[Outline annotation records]
**********

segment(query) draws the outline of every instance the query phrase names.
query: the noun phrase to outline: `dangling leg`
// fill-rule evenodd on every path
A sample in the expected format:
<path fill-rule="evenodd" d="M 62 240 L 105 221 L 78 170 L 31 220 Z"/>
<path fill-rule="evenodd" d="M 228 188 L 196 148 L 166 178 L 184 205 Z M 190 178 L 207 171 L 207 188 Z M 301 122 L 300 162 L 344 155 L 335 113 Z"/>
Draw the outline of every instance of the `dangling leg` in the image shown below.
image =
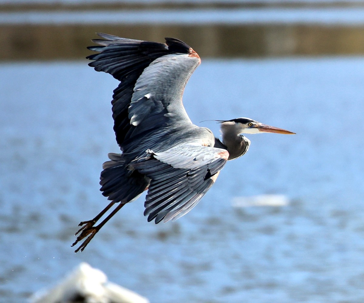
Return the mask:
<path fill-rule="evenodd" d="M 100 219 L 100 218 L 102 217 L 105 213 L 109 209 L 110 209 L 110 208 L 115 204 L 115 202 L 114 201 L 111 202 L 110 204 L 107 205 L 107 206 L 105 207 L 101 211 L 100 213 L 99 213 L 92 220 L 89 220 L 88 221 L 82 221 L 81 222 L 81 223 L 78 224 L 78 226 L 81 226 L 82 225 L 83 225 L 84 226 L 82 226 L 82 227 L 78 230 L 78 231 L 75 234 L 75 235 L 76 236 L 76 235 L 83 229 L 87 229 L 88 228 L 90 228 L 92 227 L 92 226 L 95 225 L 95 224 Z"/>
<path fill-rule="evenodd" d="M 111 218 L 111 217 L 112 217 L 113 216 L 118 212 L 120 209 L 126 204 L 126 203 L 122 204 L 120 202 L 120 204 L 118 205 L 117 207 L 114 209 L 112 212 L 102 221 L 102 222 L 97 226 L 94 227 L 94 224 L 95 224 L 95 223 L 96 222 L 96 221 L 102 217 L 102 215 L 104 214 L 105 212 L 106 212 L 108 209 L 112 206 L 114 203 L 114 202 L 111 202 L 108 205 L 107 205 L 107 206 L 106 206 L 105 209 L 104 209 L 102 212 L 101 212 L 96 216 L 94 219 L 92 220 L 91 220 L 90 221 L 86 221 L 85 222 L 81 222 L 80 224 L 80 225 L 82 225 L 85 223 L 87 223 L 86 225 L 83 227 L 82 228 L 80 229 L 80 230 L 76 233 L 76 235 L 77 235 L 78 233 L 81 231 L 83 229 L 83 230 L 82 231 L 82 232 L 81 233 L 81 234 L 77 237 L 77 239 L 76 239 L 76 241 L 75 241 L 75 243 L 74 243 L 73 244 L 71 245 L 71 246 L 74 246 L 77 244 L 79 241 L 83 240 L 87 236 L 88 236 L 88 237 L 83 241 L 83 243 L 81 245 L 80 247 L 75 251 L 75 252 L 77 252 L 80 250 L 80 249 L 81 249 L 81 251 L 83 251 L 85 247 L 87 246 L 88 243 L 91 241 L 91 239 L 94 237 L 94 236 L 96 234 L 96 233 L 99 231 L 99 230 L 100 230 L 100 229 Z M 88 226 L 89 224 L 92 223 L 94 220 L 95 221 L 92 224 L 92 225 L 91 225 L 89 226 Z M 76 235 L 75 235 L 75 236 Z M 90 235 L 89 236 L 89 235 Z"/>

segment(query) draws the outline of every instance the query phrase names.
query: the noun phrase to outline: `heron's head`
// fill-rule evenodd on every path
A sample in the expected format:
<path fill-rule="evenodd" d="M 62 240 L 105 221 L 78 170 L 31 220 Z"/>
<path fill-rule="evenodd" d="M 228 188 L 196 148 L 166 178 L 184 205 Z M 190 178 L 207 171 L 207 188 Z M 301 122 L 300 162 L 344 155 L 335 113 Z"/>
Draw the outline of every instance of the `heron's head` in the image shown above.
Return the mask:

**********

Without the pictures, restate all of the entries above verbatim.

_Completed task_.
segment(query) draws the outline of every instance the query phrase names.
query: the noun phrase to outline: `dangling leg`
// fill-rule evenodd on every path
A sample in the expected format:
<path fill-rule="evenodd" d="M 62 240 L 105 221 L 78 170 L 31 220 Z"/>
<path fill-rule="evenodd" d="M 228 188 L 196 148 L 166 178 L 184 205 Z M 190 178 L 207 171 L 207 188 Z M 301 122 L 300 162 L 344 155 L 335 113 Z"/>
Draw the outline of every instance of the `dangling leg` in the image shown below.
image =
Return the mask:
<path fill-rule="evenodd" d="M 100 219 L 100 218 L 102 217 L 105 213 L 109 209 L 110 209 L 110 208 L 115 204 L 115 202 L 114 201 L 111 202 L 110 204 L 107 205 L 107 206 L 105 207 L 101 211 L 100 213 L 99 213 L 92 220 L 89 220 L 88 221 L 82 221 L 81 222 L 81 223 L 78 224 L 78 226 L 81 226 L 82 225 L 83 225 L 84 226 L 82 226 L 82 227 L 78 230 L 78 231 L 75 234 L 75 235 L 76 236 L 76 235 L 83 229 L 87 229 L 88 228 L 90 228 L 92 227 L 92 226 L 95 225 L 95 224 Z"/>
<path fill-rule="evenodd" d="M 111 218 L 111 217 L 112 217 L 113 216 L 118 212 L 120 209 L 126 204 L 126 203 L 122 204 L 120 202 L 120 204 L 118 205 L 117 207 L 114 209 L 112 212 L 102 221 L 102 222 L 97 226 L 94 227 L 94 224 L 95 224 L 95 223 L 96 222 L 96 221 L 102 217 L 102 215 L 104 214 L 105 212 L 106 212 L 108 209 L 112 206 L 114 203 L 114 202 L 111 202 L 108 205 L 107 205 L 107 206 L 106 206 L 105 209 L 104 209 L 102 212 L 101 212 L 96 216 L 94 219 L 92 220 L 91 220 L 90 221 L 86 221 L 85 222 L 81 222 L 80 224 L 80 225 L 82 225 L 85 223 L 87 223 L 86 225 L 83 227 L 82 228 L 80 229 L 80 230 L 76 233 L 76 235 L 77 235 L 78 233 L 81 231 L 83 229 L 83 230 L 82 231 L 82 232 L 81 233 L 81 234 L 77 237 L 77 239 L 76 239 L 76 241 L 75 241 L 75 243 L 74 243 L 73 244 L 71 245 L 71 246 L 74 246 L 77 244 L 79 241 L 83 240 L 87 236 L 88 236 L 88 237 L 83 241 L 83 243 L 81 245 L 80 247 L 75 251 L 75 252 L 77 252 L 80 250 L 80 249 L 81 249 L 81 251 L 83 251 L 85 247 L 87 246 L 88 243 L 91 241 L 91 239 L 94 237 L 94 236 L 96 234 L 96 233 L 99 231 L 99 230 L 100 230 L 100 229 Z M 88 226 L 89 224 L 92 223 L 94 220 L 95 221 L 92 224 L 92 225 L 91 225 L 89 226 Z M 76 235 L 75 235 L 75 236 Z M 90 235 L 89 236 L 89 235 Z"/>

segment(query) draws the outline of every instance the query phrase names.
query: the noun phrase to outline: `heron's head`
// fill-rule evenodd on every path
A sample in the expected format:
<path fill-rule="evenodd" d="M 62 240 L 105 221 L 78 170 L 31 220 Z"/>
<path fill-rule="evenodd" d="M 228 188 L 196 148 L 166 178 L 184 205 Z M 190 178 L 207 171 L 207 188 Z M 301 122 L 300 162 L 344 155 L 335 113 Z"/>
Draw the outline of every instance of the `heron's head` in the image shown above.
Return the mask:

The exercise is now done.